====== Provided material

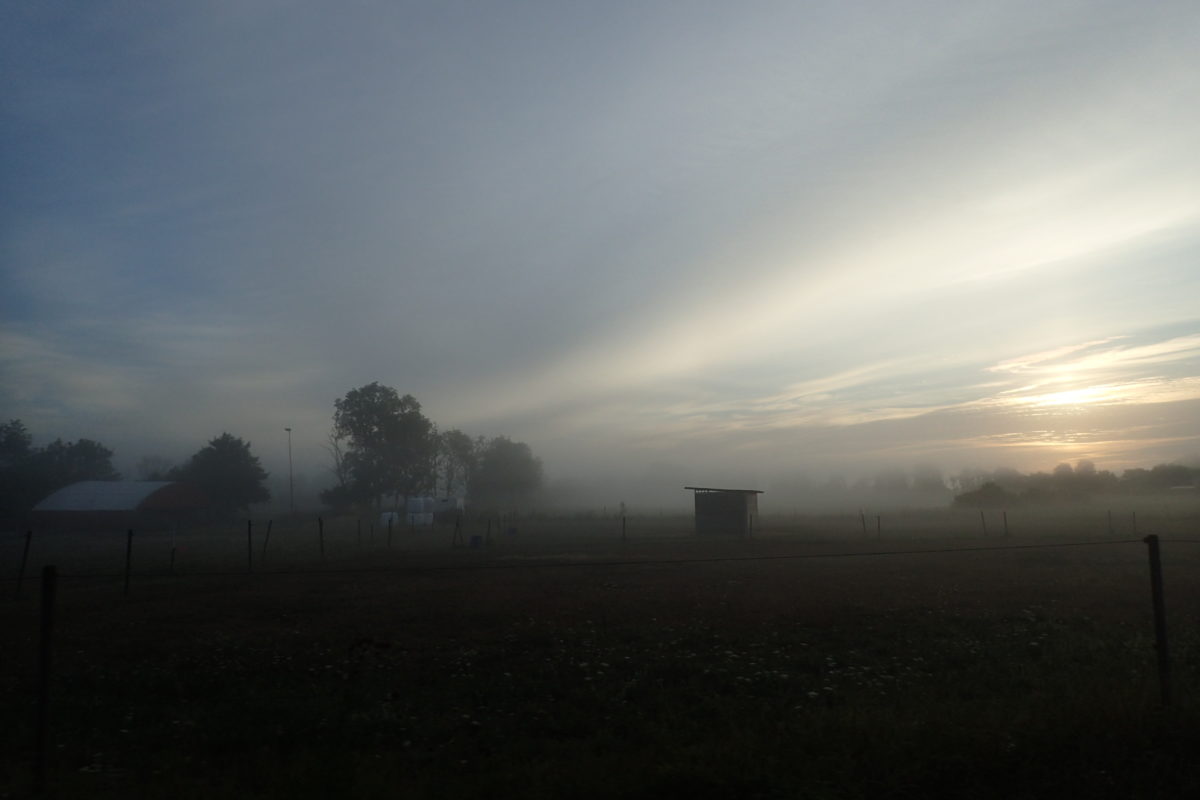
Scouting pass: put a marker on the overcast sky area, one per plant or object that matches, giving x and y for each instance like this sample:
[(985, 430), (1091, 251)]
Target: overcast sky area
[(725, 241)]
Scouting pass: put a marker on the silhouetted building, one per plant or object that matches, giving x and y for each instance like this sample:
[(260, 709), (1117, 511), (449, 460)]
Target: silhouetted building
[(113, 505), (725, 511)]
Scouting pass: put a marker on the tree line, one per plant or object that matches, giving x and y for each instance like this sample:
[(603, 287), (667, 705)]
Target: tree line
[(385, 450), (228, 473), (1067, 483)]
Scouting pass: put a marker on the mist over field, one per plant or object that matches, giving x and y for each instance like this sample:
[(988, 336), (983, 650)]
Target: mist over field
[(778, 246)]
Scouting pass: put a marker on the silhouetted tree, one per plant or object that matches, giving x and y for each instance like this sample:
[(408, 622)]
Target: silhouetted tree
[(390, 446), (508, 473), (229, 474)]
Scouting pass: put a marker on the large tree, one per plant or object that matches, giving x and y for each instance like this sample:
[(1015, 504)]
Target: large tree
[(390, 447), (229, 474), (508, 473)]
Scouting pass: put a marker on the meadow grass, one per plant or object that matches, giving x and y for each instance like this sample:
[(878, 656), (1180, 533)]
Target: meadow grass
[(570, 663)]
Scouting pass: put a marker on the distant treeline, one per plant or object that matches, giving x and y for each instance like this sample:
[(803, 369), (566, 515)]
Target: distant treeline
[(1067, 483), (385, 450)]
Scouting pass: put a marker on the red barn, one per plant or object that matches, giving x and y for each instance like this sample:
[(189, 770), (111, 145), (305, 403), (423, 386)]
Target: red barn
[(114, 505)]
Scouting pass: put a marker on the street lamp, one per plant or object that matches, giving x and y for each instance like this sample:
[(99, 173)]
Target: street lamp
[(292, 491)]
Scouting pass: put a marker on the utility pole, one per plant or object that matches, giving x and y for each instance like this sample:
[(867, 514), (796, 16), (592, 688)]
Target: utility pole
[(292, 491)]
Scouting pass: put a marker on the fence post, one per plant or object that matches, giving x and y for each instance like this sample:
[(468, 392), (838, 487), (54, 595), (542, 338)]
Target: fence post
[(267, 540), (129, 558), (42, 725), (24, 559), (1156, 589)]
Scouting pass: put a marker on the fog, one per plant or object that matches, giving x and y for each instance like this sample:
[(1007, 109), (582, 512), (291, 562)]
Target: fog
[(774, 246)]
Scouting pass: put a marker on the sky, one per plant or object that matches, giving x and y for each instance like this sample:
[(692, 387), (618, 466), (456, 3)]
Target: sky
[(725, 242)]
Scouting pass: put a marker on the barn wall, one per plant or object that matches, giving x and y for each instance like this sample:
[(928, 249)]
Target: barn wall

============

Work to complete >> Copy the records above from their start through the line that contains "[(113, 505), (725, 511)]", including that line, and leave out the pictures.

Full output >>
Scouting pass: put a marker on the overcast sky area, one per plant or object that matches, giving x and y for each instance like this sample:
[(985, 430), (1091, 251)]
Target: overcast sky area
[(725, 241)]
Scouting pass: put a marker on the silhouetted building, one per plant or object that matches, giving x and y for each instance like this sample:
[(260, 709), (1117, 511), (449, 460)]
Target: silhouetted building
[(113, 505), (725, 511)]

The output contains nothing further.